> _Selected extract_
········

Case Study V: Photocatalytic Water-Splitting Simulation

Hydrogen energy is widely regarded as a key pillar of sustainable energy systems. If photocatalysts can efficiently split water using solar energy, they could make a substantial contribution to net-zero objectives. Toyota Motor Europe, in collaboration with the Quantum Application Lab (QAL), has simulated photocatalytic water‑splitting mechanisms using the State‑Averaged Orbital‑Optimized Variational Quantum Eigensolver (SA‑OO‑VQE) algorithm.

By modeling interactions in both ground and excited states, the research successfully resolved complex reaction pathways involved in water splitting and improved the efficiency of hydrogen-related materials development.

Three Key Future Trends in the Application of Quantum Computing to Materials Chemistry

Trend 1: Transition from Theoretical Models to Product-Oriented Applications

Quantum simulations are expanding from single atoms and simple molecules to large-scale systems such as the FeMo cofactor. This transition signals a shift in quantum computing from theoretical exploration toward practical materials design, delivering microscopic insights that directly support product development.

Trend 2: Algorithmic Breakthroughs Accelerating Practical Deployment

While the development of general‑purpose quantum computers remains constrained by qubit counts and the challenges of error correction, quantum annealing has already demonstrated early practical applications in materials screening and optimization workflows. Ongoing advances in algorithms are expected to significantly accelerate the broader deployment of quantum chemistry applications.

Trend 3: Convergence of Artificial Intelligence and Quantum Computing

Quantum simulation excels at high‑precision analysis of electronic behavior, while artificial intelligence is well suited to large‑scale data-driven prediction. Their integration is expected to transform materials research and development processes, with applications spanning battery material screening, formulation optimization, and lifetime prediction.

········

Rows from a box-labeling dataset
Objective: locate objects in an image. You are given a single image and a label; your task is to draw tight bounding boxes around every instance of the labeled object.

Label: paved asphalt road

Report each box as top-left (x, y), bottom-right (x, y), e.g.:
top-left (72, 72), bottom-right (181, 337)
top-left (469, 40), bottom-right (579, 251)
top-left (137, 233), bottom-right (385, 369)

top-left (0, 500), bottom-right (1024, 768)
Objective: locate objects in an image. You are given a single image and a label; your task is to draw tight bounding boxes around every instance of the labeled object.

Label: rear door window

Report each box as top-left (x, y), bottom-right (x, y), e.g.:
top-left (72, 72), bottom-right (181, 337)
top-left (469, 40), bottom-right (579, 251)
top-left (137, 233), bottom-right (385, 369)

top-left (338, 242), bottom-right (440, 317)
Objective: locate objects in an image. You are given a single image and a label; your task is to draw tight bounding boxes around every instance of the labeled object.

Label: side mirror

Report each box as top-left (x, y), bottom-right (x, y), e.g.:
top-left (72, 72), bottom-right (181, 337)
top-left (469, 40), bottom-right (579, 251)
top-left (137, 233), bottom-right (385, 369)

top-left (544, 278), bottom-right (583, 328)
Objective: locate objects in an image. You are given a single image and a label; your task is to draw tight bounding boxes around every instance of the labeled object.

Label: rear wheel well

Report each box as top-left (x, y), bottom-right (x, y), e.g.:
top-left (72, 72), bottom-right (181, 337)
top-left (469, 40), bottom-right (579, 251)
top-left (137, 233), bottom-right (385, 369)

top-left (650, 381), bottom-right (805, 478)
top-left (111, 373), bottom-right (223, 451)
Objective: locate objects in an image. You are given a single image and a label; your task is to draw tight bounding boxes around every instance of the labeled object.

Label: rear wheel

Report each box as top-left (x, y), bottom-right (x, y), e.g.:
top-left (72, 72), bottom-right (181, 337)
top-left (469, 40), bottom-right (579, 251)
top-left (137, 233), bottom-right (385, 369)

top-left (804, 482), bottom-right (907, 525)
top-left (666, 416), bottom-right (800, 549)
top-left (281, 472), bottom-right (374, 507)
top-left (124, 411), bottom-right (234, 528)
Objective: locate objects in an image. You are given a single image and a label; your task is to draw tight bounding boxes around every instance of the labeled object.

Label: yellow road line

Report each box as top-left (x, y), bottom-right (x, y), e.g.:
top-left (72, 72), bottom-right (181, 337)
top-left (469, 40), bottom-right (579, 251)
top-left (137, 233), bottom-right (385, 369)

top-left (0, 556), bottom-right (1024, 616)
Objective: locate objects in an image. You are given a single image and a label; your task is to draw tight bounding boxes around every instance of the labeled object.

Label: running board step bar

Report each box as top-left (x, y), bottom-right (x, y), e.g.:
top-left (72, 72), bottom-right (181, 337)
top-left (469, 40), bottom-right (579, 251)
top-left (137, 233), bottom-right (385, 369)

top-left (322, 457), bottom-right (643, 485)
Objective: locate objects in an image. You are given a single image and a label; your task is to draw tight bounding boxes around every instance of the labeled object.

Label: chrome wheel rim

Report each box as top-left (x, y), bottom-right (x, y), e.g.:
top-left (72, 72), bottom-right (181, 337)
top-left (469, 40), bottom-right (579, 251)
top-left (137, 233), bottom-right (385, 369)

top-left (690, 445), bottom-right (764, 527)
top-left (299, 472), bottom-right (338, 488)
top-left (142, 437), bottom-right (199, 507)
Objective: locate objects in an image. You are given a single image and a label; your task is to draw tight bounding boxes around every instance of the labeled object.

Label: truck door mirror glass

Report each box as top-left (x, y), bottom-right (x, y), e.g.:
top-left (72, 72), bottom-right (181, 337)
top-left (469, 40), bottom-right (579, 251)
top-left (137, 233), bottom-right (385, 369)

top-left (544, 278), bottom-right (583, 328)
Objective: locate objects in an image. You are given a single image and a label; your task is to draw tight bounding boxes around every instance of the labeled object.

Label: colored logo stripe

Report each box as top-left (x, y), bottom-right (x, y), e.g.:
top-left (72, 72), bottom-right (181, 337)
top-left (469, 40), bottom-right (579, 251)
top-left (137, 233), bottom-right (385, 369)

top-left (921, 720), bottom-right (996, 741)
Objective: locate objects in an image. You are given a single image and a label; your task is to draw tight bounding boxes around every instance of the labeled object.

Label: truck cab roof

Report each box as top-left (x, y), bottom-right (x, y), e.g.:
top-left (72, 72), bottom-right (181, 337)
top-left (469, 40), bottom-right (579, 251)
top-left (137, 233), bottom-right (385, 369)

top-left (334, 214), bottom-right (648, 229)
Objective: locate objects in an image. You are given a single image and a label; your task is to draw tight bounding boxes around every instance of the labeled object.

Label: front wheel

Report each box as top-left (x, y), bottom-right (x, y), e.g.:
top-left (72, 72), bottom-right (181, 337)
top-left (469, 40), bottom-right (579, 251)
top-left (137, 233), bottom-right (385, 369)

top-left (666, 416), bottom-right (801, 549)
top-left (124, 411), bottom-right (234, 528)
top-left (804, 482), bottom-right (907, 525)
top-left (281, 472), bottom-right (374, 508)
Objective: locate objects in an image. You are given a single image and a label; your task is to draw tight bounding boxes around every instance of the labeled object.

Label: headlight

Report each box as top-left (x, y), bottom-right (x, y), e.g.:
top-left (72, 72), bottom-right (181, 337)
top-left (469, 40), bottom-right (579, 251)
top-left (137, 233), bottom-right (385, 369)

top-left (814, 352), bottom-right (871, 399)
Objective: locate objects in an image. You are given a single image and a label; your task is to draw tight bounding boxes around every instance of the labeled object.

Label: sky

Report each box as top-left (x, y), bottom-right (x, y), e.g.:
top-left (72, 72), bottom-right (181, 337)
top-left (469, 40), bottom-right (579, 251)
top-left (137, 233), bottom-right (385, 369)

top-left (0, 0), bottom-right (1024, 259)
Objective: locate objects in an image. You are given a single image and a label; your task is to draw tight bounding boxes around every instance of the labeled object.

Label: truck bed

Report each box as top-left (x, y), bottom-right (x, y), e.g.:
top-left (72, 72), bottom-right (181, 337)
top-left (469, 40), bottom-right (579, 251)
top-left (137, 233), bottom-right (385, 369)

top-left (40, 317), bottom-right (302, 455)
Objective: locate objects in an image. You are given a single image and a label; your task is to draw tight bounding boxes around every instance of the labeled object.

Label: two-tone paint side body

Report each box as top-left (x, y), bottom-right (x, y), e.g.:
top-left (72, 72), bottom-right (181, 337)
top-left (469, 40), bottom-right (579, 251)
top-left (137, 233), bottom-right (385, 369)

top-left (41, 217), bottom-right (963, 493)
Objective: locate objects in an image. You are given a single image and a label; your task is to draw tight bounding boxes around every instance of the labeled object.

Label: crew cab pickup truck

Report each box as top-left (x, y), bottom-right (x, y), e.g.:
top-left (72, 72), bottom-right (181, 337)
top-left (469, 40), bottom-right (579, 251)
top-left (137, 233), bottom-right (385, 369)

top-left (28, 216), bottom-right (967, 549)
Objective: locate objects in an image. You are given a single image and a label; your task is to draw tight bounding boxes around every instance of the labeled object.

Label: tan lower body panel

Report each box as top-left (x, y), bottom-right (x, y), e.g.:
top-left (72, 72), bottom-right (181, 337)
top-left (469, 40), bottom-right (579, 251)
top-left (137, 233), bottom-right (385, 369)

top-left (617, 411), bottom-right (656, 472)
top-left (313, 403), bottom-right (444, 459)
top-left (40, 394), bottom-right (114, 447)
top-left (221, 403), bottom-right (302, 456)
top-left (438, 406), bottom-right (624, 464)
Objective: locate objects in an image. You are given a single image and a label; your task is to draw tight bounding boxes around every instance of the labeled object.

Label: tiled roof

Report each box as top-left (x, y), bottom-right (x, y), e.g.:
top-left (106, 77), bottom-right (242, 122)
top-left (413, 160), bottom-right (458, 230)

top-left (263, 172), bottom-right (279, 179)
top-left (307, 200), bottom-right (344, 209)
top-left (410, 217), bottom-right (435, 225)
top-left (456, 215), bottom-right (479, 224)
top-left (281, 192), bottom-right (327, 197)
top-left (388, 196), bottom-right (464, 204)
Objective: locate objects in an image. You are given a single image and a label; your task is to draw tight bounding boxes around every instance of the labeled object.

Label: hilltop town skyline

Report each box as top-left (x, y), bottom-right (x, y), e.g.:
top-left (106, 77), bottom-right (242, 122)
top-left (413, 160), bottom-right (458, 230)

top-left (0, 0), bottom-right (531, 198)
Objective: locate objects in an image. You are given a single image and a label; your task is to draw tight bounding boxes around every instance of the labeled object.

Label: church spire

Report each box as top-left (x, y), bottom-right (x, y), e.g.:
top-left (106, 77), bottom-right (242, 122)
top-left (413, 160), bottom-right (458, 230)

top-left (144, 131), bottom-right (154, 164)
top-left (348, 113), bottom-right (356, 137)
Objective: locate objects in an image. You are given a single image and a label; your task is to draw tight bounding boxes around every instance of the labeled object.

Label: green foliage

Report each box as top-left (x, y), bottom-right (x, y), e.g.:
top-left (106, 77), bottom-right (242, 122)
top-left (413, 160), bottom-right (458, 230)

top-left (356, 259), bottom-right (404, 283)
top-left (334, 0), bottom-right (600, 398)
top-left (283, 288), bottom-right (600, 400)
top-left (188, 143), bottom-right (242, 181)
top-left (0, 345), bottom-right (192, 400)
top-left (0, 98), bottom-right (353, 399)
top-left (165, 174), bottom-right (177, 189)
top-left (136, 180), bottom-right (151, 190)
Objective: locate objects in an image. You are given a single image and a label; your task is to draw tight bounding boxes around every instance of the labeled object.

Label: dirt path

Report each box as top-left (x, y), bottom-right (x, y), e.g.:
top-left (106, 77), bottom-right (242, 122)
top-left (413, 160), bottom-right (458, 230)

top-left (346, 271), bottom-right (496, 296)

········

> _Written exercise 1_
In the quantum computing extract, which algorithm did Toyota Motor Europe and the Quantum Application Lab use to simulate photocatalytic water-splitting mechanisms?
> _Written exercise 2_
Write the next paragraph of the quantum computing extract, picking up after its final sentence.

> _Exercise answer 1_
The State-Averaged Orbital-Optimized Variational Quantum Eigensolver (SA-OO-VQE).

> _Exercise answer 2_
Conclusion: Advancing the Integration of Quantum Technologies and Materials Research in Taiwan

Taiwan possesses strong capabilities in semiconductor and materials research. In 2021, the national quantum technology program formally established a cross‑ministerial task force, selecting 17 industry–academia–research teams to advance key technologies, including superconducting qubits, cesium-atom qubits, and germanium- and silicon-based quantum dots. In parallel, materials research initiatives have utilized the IBM Quantum Platform to simulate energy transfer processes in photosynthesis, demonstrating early applications of quantum computation in complex materials systems. The convergence of quantum materials and quantum computing represents a critical transformation in next‑generation technologies. Although still at an early stage, this convergence holds substantial potential for advancing materials science. With sustained investment in research and development and strengthened international collaboration, Taiwan is well positioned to play a leading role in the global competition surrounding quantum materials and technologies.